§ THINGS TO DO
1. Using the text on the Conditional Monge Gap, answer:
(a) What challenge does neural optimal transport inherently accommodate?
(b) On which two kinds of data do the conditional models achieve results comparable to the condition-specific state of the art?
(c) Which gap is narrowed by scaling to hundreds of conditions and testing on unseen drugs?
2. Reproduce word for word the part of the text on the Conditional Monge Gap between "The paper tackles" and "capturing population heterogeneity.", inclusive.

§ SUPPLIED TEXT
=-=-=-=-=
The paper tackles the problem of predicting single-cell responses to unseen treatments by proposing the Conditional Monge Gap, a method that learns optimal transport maps conditionally on covariates like drugs or dosages. It achieves results comparable or superior to condition-specific state-of-the-art methods on scRNA-seq and protein imaging data, with notable generalization to unseen drugs or dosages that outperforms other conditional models in capturing population heterogeneity.

Learning the response of single-cells to various treatments offers great potential to enable targeted therapies. In this context, neural optimal transport (OT) has emerged as a principled methodological framework because it inherently accommodates the challenges of unpaired data induced by cell destruction during data acquisition. However, most existing OT approaches are incapable of conditioning on different treatment contexts (e.g., time, drug treatment, drug dosage, or cell type) and we still lack methods that unanimously show promising generalization performance to unseen treatments. Here, we propose the Conditional Monge Gap which learns OT maps conditionally on arbitrary covariates. We demonstrate its value in predicting single-cell perturbation responses conditional to one or multiple drugs, a drug dosage, or combinations thereof. We find that our conditional models achieve results comparable and sometimes even superior to the condition-specific state-of-the-art on scRNA-seq as well as multiplexed protein imaging data. Notably, by aggregating data across conditions we perform cross-task learning which unlocks remarkable generalization abilities to unseen drugs or drug dosages, widely outperforming other conditional models in capturing heterogeneity (i.e., higher moments) in the perturbed population. Finally, by scaling to hundreds of conditions and testing on unseen drugs, we narrow the gap between structure-based and effect-based drug representations, suggesting a promising path to the successful prediction of perturbation effects for unseen treatments.
=-=-=-=-=
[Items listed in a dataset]
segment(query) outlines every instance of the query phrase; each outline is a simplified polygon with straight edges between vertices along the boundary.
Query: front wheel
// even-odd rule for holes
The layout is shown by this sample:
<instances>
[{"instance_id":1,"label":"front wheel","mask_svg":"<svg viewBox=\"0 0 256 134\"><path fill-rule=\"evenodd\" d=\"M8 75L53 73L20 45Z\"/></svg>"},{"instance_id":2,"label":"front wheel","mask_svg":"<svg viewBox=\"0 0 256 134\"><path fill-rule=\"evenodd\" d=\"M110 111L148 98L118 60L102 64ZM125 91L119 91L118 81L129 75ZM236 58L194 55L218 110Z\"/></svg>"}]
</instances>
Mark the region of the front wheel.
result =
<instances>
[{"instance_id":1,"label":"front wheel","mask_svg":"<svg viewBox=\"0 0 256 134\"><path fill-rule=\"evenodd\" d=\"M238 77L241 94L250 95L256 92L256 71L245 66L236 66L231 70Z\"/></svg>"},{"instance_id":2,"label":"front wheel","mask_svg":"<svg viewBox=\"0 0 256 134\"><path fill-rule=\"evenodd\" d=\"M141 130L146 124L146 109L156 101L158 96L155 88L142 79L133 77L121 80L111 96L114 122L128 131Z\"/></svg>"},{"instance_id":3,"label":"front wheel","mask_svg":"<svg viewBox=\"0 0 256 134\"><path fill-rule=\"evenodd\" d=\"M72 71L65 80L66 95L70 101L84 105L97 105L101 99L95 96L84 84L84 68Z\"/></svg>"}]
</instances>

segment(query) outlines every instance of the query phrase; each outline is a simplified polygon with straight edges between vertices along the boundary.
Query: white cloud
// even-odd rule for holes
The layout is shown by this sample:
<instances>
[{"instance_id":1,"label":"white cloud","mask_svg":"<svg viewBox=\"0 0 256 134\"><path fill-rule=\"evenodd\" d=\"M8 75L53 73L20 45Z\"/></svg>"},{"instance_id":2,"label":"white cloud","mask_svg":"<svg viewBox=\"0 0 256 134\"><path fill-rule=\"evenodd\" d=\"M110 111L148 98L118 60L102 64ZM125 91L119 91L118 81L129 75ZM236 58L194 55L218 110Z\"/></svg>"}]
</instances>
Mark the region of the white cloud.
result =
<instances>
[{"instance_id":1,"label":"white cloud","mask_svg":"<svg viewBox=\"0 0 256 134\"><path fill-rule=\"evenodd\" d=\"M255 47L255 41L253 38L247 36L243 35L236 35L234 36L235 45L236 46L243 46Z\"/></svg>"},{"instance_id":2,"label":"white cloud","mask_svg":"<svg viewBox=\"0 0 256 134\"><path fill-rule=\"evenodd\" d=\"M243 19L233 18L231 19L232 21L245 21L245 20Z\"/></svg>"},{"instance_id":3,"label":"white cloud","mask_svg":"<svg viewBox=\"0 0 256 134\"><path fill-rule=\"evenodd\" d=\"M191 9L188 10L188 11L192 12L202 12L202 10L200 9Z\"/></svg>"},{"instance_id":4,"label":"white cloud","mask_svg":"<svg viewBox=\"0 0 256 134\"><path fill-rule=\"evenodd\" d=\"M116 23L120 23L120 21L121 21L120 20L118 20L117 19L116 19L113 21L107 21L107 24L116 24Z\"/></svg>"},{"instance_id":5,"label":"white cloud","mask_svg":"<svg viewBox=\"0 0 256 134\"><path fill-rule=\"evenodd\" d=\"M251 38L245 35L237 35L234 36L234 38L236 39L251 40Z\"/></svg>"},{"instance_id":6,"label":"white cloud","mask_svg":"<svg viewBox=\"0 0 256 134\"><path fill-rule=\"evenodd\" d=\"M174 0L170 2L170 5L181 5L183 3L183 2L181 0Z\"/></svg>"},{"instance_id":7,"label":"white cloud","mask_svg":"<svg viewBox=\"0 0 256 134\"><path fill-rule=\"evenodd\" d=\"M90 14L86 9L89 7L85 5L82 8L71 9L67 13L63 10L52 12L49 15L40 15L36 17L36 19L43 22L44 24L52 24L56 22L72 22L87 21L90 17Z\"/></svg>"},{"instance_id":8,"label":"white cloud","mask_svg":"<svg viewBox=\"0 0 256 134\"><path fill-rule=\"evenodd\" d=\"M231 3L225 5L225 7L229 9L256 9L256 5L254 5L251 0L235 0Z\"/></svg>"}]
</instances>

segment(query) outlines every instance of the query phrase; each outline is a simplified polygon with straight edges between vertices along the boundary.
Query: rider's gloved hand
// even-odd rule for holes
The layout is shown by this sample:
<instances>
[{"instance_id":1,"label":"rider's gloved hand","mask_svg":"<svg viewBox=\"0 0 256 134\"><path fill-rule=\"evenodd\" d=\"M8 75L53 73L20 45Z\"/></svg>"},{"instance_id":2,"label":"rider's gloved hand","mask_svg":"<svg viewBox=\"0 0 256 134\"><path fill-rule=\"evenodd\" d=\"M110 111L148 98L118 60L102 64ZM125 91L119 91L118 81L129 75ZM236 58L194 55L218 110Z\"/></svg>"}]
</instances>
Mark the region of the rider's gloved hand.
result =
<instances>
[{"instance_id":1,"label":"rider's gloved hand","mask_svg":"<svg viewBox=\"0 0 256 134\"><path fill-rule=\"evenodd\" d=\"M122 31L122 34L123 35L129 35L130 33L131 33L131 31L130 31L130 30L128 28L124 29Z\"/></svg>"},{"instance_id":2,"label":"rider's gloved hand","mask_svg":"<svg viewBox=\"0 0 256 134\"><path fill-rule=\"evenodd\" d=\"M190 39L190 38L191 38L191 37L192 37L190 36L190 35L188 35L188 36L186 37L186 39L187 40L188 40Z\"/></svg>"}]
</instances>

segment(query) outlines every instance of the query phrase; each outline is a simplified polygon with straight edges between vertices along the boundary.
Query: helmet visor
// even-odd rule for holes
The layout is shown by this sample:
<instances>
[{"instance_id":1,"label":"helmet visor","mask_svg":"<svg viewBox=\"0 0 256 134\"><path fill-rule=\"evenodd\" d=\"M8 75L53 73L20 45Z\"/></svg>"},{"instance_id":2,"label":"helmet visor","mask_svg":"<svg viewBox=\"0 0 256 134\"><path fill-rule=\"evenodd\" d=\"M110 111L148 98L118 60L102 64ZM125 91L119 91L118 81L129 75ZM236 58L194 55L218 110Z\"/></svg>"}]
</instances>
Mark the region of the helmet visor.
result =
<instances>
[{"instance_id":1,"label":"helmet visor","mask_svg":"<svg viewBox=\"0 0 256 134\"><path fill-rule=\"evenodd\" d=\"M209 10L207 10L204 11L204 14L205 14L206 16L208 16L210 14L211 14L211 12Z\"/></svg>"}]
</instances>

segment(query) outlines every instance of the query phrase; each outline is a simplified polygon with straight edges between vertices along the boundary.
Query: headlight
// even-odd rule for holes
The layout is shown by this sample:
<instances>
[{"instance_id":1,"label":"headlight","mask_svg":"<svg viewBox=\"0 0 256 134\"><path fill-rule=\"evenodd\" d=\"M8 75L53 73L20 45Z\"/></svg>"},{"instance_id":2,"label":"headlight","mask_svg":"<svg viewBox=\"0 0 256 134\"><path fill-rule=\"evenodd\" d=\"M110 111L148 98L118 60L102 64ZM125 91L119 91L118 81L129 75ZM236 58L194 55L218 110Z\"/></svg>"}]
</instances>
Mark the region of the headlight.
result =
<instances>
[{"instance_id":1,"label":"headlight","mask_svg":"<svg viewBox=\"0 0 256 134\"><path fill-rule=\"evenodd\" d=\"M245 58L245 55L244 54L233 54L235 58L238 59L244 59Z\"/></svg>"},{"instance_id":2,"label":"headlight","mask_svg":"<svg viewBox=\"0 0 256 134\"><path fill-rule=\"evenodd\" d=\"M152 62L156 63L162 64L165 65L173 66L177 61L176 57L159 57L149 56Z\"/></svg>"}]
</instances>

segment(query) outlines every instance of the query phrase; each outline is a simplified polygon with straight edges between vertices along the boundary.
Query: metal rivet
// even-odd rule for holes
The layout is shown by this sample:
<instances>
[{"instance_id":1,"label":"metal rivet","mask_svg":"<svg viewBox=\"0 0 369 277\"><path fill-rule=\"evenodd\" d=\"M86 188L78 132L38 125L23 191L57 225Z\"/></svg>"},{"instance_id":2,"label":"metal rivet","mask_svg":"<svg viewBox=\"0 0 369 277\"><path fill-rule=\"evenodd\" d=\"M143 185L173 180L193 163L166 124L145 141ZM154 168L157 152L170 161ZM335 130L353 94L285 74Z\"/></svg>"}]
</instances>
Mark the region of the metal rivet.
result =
=-=-=-=-=
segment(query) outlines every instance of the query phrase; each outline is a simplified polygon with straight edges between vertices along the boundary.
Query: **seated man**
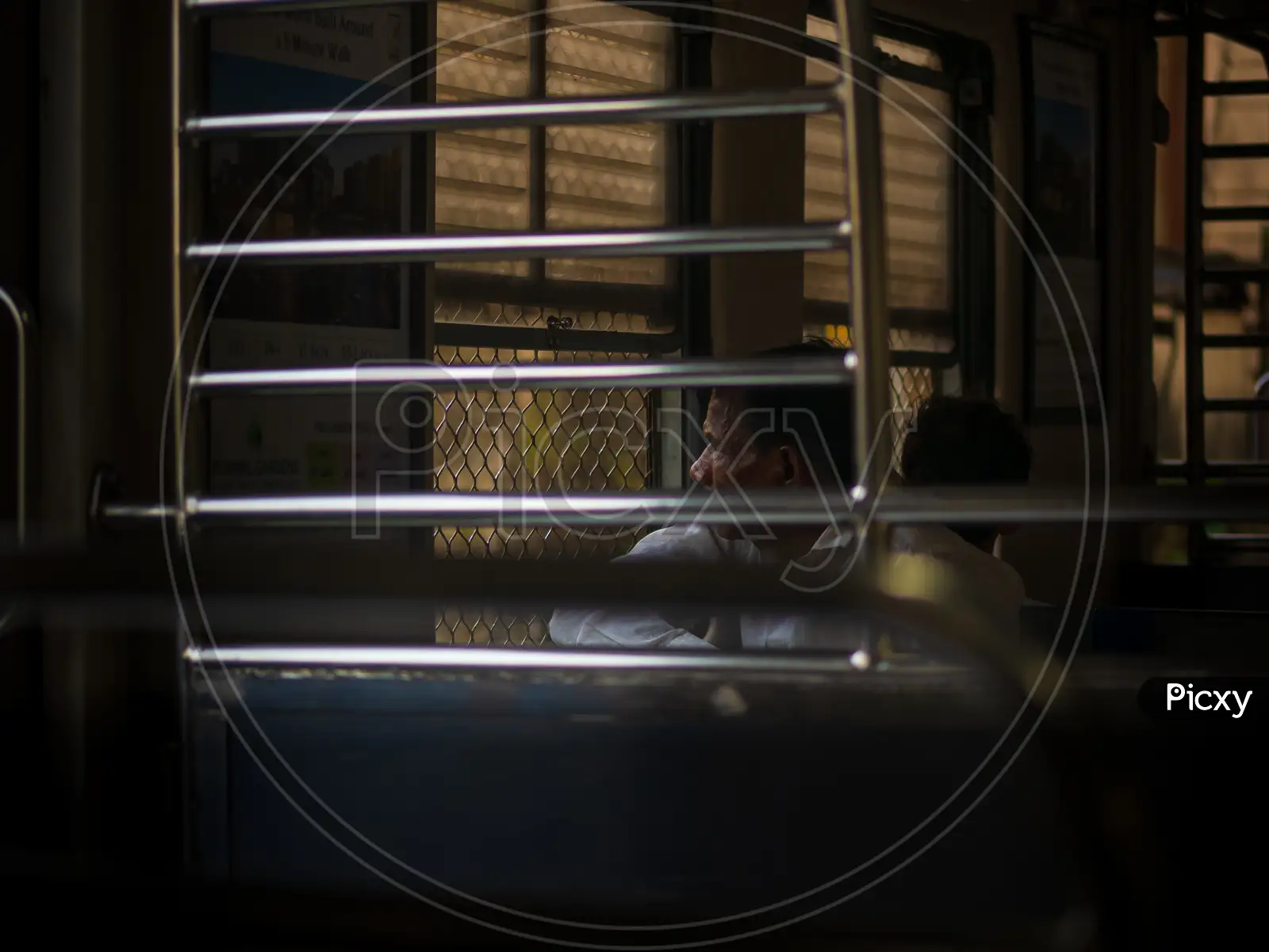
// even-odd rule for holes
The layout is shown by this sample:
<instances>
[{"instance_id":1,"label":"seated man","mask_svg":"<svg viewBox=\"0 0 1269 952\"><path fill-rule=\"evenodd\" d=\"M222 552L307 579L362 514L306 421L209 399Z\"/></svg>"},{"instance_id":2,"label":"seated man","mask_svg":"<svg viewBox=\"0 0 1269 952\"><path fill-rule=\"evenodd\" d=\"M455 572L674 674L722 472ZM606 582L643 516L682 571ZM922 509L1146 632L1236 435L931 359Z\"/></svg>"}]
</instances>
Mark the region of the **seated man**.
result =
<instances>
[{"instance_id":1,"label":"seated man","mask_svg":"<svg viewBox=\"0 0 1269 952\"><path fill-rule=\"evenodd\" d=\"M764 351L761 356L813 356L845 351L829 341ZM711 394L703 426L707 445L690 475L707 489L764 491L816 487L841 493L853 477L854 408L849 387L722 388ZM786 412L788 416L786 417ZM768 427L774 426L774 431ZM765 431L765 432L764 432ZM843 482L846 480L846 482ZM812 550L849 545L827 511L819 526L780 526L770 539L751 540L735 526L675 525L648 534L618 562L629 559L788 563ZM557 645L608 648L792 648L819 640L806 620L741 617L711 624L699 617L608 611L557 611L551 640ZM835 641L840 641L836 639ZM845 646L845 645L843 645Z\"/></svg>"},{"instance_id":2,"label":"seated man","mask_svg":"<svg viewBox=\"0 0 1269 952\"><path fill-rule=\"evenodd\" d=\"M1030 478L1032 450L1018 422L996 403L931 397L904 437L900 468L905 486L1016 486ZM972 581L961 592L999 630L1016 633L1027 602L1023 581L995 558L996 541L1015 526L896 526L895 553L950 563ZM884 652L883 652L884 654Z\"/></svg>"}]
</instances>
=-=-=-=-=
§ REPLIES
1.
(a) The challenges of unpaired data induced by cell destruction during data acquisition.
(b) scRNA-seq data and multiplexed protein imaging data.
(c) The gap between structure-based and effect-based drug representations.

2.
The paper tackles the problem of predicting single-cell responses to unseen treatments by proposing the Conditional Monge Gap, a method that learns optimal transport maps conditionally on covariates like drugs or dosages. It achieves results comparable or superior to condition-specific state-of-the-art methods on scRNA-seq and protein imaging data, with notable generalization to unseen drugs or dosages that outperforms other conditional models in capturing population heterogeneity.